> _THE EXERCISE_
Give the data below as a two-column CSV with the headers text and answer, one row for each text-and-answer pair, each value in its own quoted field with line breaks changed to spaces. Leave the pictures out.

(Point labeling dataset excerpts)
>> Begin

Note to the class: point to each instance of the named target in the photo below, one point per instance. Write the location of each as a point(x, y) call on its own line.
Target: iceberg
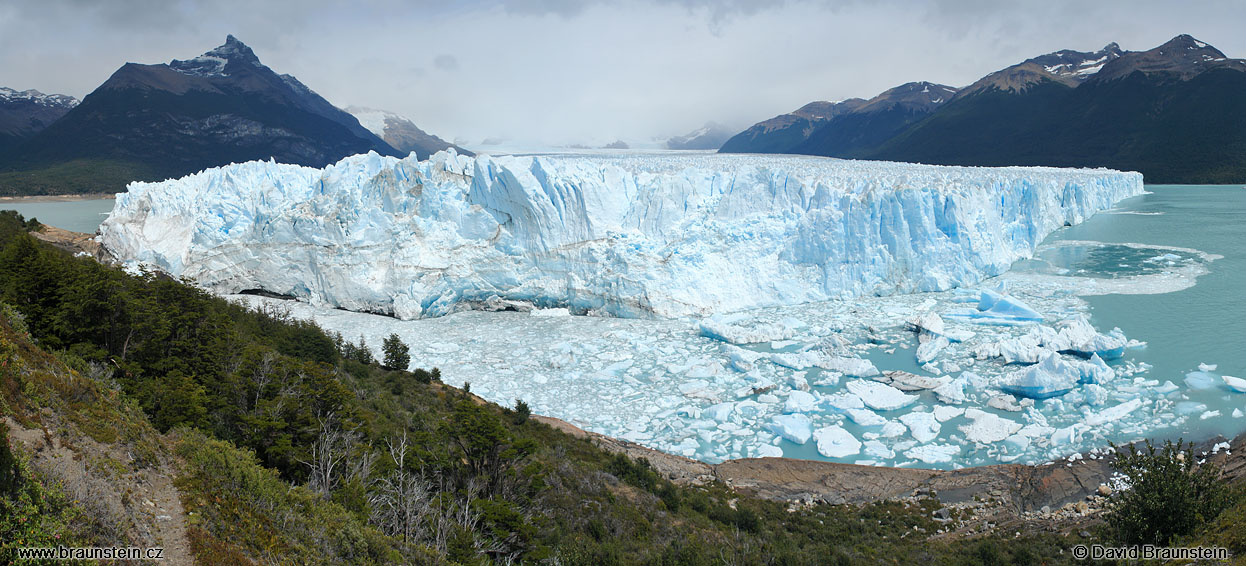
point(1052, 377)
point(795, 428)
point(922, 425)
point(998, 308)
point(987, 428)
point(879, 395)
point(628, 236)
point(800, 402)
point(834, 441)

>> End

> _ANSWER TO THIS EXERCISE_
text,answer
"Note to the class: point to each instance of the named target in the photo below, one point per instance. Write the location of each as a point(x, y) call on its own line. Target: iceberg","point(1052, 377) point(795, 428) point(922, 425) point(998, 308) point(987, 428) point(879, 395) point(628, 236) point(800, 402) point(834, 441)"